*GIVEN PASSAGE*

Skip to content
New issue

Have a question about this project? Sign up for a free GitHub account to open an issue and contact its maintainers and the community.

By clicking “Sign up for GitHub”, you agree to our terms of service and privacy statement. We’ll occasionally send you account related emails.

Already on GitHub? Sign in to your account

Server becomes unresponsive because max_connections is reached during read #1282

Closed
ozcelgozde opened this issue Mar 5, 2024 · 21 comments
Closed
Assignees
Labels
performance The issue caused by the load is too high for the capacity of the system question Further information is requested

Comments

@ozcelgozde
Copy link
Contributor

Question

When I run a couple of select queries that try to find rare terms on column indexed by tokenbf, I see server readiness probe start to fail on kubernetes because a lot of sockets are opened on the server side for rpc calls. Server also becomes unresponsive to all tcp calls.

Screenshot 2024-03-05 at 20 18 30

After a few minutes, they mostly recover. Breakdown of the sockets for server-0 for example:
1318 byconity-vw-vw-def
697 10-64-116-211.byco
180 ip-10-64-66-224.u
142 ip-10-64-231-57.u
77 ip-10-64-166-98.u
73 s3-us-west-2-r-w.
34 ip-10-64-231-57.us
28 ip-10-64-66-224.us
22 ip-10-64-166-98.us
so a lot of sockets opened to the read workers on servers. Is there a way to limit this to leave server functional? What causes new sockets to be opened for read workers?

@ozcelgozde ozcelgozde added the question Further information is requested label Mar 5, 2024
@dmthuc
Copy link
Collaborator

dmthuc commented Mar 6, 2024

Hi @ozcelgozde, thank you for report this issue. Let us investigate this

@dmthuc
Copy link
Collaborator

dmthuc commented Mar 6, 2024

Hi @jenrryyou , please help to see why there are too many number of brpc connection open?

@dmthuc
Copy link
Collaborator

dmthuc commented Mar 6, 2024

Hi @ozcelgozde , our developer are not sure where is those high number of rpc come from. We think that it is not come from brpc. To monitor the number of rpc_socket_count we can scrape it from url http://pod_ip:rpc_port/vars or http://pod_ip:rpc_port/brpc_metrics for Prometheus. Can you make a graph and see whether the high number of rpc connection really cause by brpc

@ozcelgozde
Copy link
Contributor Author

Actually what u said looks to be correct, the problem seems to be coming from the tcp connections and not the rcp connections.
Screenshot 2024-03-06 at 20 35 01
Let me dig deeper

@ozcelgozde
Copy link
Contributor Author

I notice a lot of http requests:
Screenshot 2024-03-08 at 18 48 17

And this causes Poco to throw Got exception while starting thread for connection.No thread available. From what I can trace thru the code, this is set to 16 by default and I couldnt find a way to change it do you have an idea?

@ozcelgozde
Copy link
Contributor Author

A few samples:
2024.03.08 15:22:21.065071 [ 11817 ] {} Catalog: Finish set commit time for txn 448242930570231913, elapsed 8 ms.

*RECORDS TO USE*
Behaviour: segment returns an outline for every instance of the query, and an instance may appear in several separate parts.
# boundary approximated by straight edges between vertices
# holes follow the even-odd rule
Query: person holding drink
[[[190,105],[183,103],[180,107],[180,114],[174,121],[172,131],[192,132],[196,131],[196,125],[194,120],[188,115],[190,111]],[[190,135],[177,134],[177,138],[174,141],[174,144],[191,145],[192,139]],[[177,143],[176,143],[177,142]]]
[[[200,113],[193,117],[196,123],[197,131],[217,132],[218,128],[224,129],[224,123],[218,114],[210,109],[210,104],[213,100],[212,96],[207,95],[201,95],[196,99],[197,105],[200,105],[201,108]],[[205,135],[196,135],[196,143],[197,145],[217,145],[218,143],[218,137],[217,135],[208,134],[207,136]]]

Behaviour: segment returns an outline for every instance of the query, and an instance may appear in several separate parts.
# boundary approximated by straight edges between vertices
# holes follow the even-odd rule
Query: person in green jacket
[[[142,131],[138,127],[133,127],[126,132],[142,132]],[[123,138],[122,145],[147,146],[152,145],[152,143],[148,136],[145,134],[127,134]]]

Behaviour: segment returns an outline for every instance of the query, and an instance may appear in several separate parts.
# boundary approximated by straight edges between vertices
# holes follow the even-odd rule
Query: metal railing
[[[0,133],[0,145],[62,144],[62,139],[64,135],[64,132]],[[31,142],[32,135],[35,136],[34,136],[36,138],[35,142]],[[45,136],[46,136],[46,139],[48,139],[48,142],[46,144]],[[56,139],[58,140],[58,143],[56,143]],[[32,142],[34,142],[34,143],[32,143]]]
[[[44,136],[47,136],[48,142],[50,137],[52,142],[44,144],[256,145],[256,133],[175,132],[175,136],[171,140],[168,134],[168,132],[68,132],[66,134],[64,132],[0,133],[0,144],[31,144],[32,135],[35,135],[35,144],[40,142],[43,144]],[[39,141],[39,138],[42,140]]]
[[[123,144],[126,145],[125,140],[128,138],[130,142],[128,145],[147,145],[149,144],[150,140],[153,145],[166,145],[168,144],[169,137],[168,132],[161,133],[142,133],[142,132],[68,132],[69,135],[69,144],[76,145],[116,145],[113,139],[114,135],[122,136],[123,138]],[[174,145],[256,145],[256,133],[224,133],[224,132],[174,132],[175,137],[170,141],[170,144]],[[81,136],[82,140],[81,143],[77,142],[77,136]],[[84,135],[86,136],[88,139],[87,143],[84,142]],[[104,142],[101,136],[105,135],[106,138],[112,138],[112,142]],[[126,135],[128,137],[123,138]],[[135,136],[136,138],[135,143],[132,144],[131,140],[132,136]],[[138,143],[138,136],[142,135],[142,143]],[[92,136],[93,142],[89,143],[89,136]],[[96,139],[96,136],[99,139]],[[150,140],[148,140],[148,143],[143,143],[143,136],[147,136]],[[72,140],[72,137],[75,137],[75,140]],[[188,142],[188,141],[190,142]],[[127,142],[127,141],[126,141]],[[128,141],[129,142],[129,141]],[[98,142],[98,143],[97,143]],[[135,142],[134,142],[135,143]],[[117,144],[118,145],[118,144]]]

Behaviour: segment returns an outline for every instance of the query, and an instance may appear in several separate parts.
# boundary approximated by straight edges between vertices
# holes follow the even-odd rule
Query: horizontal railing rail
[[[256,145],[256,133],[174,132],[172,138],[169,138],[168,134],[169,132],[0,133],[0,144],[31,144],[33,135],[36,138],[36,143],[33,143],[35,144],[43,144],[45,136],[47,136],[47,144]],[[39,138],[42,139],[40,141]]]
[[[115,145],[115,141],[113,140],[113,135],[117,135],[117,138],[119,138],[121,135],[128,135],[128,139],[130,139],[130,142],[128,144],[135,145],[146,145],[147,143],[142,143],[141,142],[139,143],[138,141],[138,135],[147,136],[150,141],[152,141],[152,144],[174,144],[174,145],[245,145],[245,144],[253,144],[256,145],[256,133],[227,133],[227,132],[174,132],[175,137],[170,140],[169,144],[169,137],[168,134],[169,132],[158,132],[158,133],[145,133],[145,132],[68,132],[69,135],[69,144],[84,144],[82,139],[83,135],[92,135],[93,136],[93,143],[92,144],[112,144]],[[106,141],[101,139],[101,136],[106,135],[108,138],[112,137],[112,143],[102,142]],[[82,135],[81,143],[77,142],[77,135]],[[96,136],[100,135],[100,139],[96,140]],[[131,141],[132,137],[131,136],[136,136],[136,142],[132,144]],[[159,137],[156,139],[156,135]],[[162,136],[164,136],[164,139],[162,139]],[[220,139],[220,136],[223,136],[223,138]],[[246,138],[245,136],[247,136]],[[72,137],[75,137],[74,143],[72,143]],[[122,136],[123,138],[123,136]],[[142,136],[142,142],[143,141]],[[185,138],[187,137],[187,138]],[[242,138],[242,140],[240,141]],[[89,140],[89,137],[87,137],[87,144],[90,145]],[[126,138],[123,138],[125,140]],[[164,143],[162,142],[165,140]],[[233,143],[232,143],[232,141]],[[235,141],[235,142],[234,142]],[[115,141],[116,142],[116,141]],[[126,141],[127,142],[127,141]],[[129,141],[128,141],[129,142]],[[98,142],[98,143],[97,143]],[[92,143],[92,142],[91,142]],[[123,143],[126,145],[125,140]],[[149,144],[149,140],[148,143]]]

*TASK SET*
**a.** Report how many lines of the entries contain the string "railing".
**b.** Write the next part of the issue thread on max_connections, picking up after its last line.
The entries and the issue thread on max_connections are unrelated material.

*EXPECTED OUTPUTS*
**a.** 2

**b.**
Got exception while starting thread for connection. Error code: 0, message: 'No thread available'

2024.03.08 15:22:21.173052 [ 7038 ] {} CnchLock: acquire 1 locks in 2 ms
Got exception while starting thread for connection. Error code: 0, message: 'No thread available'

As you can see it blocks everything :)

@dmthuc
Copy link
Collaborator

dmthuc commented Mar 11, 2024

A few samples: 2024.03.08 15:22:21.065071 [ 11817 ] {} Catalog: Finish set commit time for txn 448242930570231913, elapsed 8 ms. Got exception while starting thread for connection. Error code: 0, message: 'No thread available'

2024.03.08 15:22:21.173052 [ 7038 ] {} CnchLock: acquire 1 locks in 2 ms Got exception while starting thread for connection. Error code: 0, message: 'No thread available'

As you can see it blocks everything :)

Hi @ozcelgozde , thank you for your cooperation. There should be no interaction between workers and servers via http. I wonder if the http connections come from liveness check or metrics scraping like Prometheus

@dmthuc
Copy link
Collaborator

dmthuc commented Mar 11, 2024

And may I know in which place you see that it is set to 16?

@dmthuc
Copy link
Collaborator

dmthuc commented Mar 11, 2024

And could you tell how do you find out large number of connection is http? I think maybe the way you did may have a mistake

@kevinthfang kevinthfang added the bug Something isn't working label Mar 11, 2024
@dmthuc
Copy link
Collaborator

dmthuc commented Mar 11, 2024

mentioned in #1153

@ozcelgozde
Copy link
Contributor Author

Im not sure its directly related but I was able to make server go into unresponsive state by running queries from clickhouse-client. Im also trying to find what causes this :) The metric i looked for http is (cnch_current_metrics_http_connection).

@ozcelgozde
Copy link
Contributor Author

I traced 16 from contrib/pocpFoundation/src/ThreadPool.cpp

PooledThread* ThreadPool::getThread()
{
	FastMutex::ScopedLock lock(_mutex);

	if (++_age == 32)
		housekeep();

	PooledThread* pThread = 0;
	for (ThreadVec::iterator it = _threads.begin(); !pThread && it != _threads.end(); ++it)
	{
		if ((*it)->idle())
			pThread = *it;
	}
	if (!pThread)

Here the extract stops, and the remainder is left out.